Point-based annotation data:
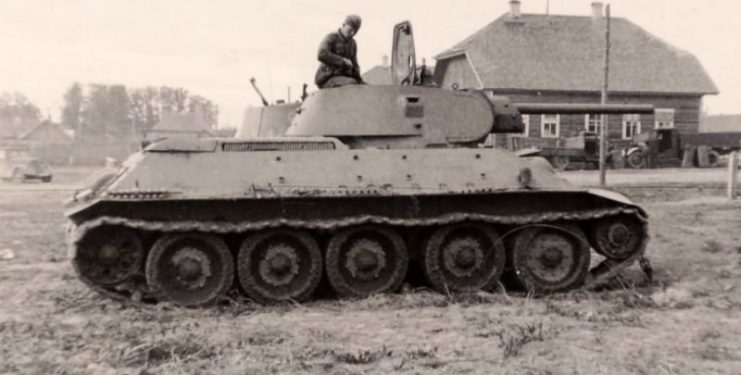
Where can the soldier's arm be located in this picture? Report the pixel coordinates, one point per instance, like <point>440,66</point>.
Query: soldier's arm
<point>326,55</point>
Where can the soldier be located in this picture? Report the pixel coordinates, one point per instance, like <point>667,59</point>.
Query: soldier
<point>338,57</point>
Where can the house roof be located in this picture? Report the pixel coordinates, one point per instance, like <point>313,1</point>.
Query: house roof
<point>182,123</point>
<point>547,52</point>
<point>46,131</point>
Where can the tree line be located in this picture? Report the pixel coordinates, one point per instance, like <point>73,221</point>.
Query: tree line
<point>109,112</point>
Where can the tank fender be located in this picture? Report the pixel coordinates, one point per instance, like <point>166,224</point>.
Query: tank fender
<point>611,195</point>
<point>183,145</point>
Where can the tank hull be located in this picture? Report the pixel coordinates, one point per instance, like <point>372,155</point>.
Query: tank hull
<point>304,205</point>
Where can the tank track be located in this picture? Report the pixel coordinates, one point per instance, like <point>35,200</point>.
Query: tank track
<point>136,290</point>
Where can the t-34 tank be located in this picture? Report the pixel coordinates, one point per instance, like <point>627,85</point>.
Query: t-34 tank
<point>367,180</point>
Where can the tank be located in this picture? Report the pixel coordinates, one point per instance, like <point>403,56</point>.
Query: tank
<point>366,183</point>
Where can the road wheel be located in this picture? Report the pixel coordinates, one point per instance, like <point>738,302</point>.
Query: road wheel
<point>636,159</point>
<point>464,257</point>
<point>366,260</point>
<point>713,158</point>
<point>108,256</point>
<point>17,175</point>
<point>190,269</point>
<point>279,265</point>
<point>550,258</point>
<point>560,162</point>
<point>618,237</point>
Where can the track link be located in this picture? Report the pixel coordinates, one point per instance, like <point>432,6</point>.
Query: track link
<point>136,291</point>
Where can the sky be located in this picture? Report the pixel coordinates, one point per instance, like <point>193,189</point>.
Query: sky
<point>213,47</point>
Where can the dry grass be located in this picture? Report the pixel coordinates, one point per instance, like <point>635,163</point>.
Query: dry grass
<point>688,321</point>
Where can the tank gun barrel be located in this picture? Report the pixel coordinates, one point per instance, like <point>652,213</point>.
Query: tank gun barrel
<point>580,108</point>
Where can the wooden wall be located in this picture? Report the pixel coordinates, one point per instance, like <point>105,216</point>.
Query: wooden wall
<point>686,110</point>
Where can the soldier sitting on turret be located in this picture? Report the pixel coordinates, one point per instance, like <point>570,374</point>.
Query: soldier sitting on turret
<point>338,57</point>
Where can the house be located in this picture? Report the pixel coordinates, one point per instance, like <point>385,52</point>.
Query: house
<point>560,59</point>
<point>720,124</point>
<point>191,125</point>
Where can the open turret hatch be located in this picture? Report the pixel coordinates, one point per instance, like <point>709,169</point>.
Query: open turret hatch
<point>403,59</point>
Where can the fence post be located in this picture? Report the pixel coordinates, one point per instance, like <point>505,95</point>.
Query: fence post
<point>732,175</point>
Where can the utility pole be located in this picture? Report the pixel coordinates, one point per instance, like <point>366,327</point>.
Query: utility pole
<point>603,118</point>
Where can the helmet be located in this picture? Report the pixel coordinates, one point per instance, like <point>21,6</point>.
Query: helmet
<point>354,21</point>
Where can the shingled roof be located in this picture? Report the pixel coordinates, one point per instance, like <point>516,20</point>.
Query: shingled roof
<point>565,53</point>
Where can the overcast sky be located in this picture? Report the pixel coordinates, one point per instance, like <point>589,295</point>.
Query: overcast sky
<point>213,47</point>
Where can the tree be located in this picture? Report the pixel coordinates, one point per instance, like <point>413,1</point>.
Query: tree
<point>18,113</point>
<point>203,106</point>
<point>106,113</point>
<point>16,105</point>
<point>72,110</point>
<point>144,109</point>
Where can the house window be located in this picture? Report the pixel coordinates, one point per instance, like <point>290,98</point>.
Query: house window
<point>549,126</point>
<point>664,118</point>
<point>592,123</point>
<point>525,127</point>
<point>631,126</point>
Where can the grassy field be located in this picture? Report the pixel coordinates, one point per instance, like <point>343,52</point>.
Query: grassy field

What is expected ::
Copy out every line of the listing above word for word, leaving the pictures out of your answer.

Exercise response ::
Where can the soldier's arm be located in this picture? Report the pixel coordinates, one point per instance, like <point>440,66</point>.
Query: soldier's arm
<point>326,55</point>
Where can the soldier be located in this picture? Report the pixel coordinates, one point per instance, like <point>667,59</point>.
Query: soldier
<point>338,57</point>
Where can the house roof be located in this picture? Report the pixel coordinates, one point per instance, like <point>313,1</point>.
Query: house roof
<point>182,123</point>
<point>547,52</point>
<point>46,131</point>
Where can the tree line be located in this picture? Report the pixel coordinates, one point per instance, like <point>73,221</point>.
Query: tree line
<point>109,112</point>
Where can the tank fender be located in this picture? Report the pixel coordinates, one point per instance, like <point>166,224</point>.
Query: tank fender
<point>611,195</point>
<point>183,145</point>
Where can the tank hull be located in this picture? Report the pixel coordinates, one point per instance, like <point>372,155</point>.
Query: tank hull
<point>304,205</point>
Where can the tank track be located in this picture? Report the pixel coordinates, one point per instance, like <point>35,200</point>.
Query: tank track
<point>136,290</point>
Where can the t-34 tank be located in this picture? Report the pixel coordinates, one point per instance, like <point>627,85</point>.
Query: t-34 tank
<point>367,180</point>
Where can the tank be located in this picture? Report the pixel coordinates, one point per instance, like <point>403,56</point>.
Query: tank
<point>366,183</point>
Where can the road wheel be located in this picture? Report the pixel coordinates, one point per instance, like <point>738,302</point>.
Query: road wheel
<point>636,159</point>
<point>464,257</point>
<point>366,260</point>
<point>713,158</point>
<point>108,256</point>
<point>17,175</point>
<point>190,269</point>
<point>279,265</point>
<point>550,258</point>
<point>560,162</point>
<point>618,237</point>
Where can the track link be located in this picture? Report the pixel coordinates, one point per instance, like <point>432,6</point>.
Query: track link
<point>136,291</point>
Where can the sky be located in this picture? Report the pixel coordinates, one point per instance, like <point>193,189</point>.
Query: sky
<point>213,47</point>
Where can the dry grass be located in this picture? Report the pixel coordinates, one point per instance, like <point>635,163</point>.
Query: dry grass
<point>688,321</point>
Where can the tank gun barrel be located in this picture? Report the pixel coordinates, one point per instance, like <point>652,213</point>.
Query: tank gun barrel
<point>580,108</point>
Where can the wooden wall be located in this picture? Report the pixel coordinates, one point per instance, like <point>105,216</point>.
Query: wooden wall
<point>686,110</point>
Where can the soldier sitting on turret be located in this picture? Report the pixel coordinates, one point per instance, like <point>570,374</point>.
Query: soldier sitting on turret
<point>338,57</point>
Where can the house be located in this picture? Report the pixel coordinates, one point per instance, like <point>385,52</point>.
Query: house
<point>560,59</point>
<point>720,124</point>
<point>191,125</point>
Where can the open turret hatch be located in this picture? Report the pixel coordinates, one point per instance, like <point>709,169</point>.
Query: open turret hatch
<point>403,59</point>
Where can the fence post be located in this picture? Report the pixel coordinates, one point per instance, like <point>505,95</point>.
Query: fence post
<point>732,175</point>
Where can the utility pole be located in this picture? Report the pixel coordinates, one point per instance, like <point>366,327</point>.
Query: utility pole
<point>603,118</point>
Where can the helmet be located in this picture? Report the pixel coordinates, one point per instance, like <point>21,6</point>.
Query: helmet
<point>354,21</point>
Where can the shingled roof be located in this picture? Report the pixel coordinates, one point per instance, like <point>516,20</point>.
Query: shingled roof
<point>565,53</point>
Where can the overcast sky be located in this picture? Report the pixel coordinates, one point per instance, like <point>589,295</point>.
Query: overcast sky
<point>213,47</point>
Where can the tree be located in this picture? Report the pixel coordinates, one point per instance, like <point>413,1</point>.
Query: tree
<point>18,113</point>
<point>203,106</point>
<point>106,113</point>
<point>16,105</point>
<point>72,110</point>
<point>144,109</point>
Where can the house window be located in this picture? Report the pixel coordinates, one point per instance, like <point>290,98</point>.
Query: house window
<point>549,126</point>
<point>664,118</point>
<point>592,123</point>
<point>525,127</point>
<point>631,126</point>
Where can the grassy field be located in this picture? Report the pixel coordinates, one point per instance, like <point>343,52</point>.
Query: grassy field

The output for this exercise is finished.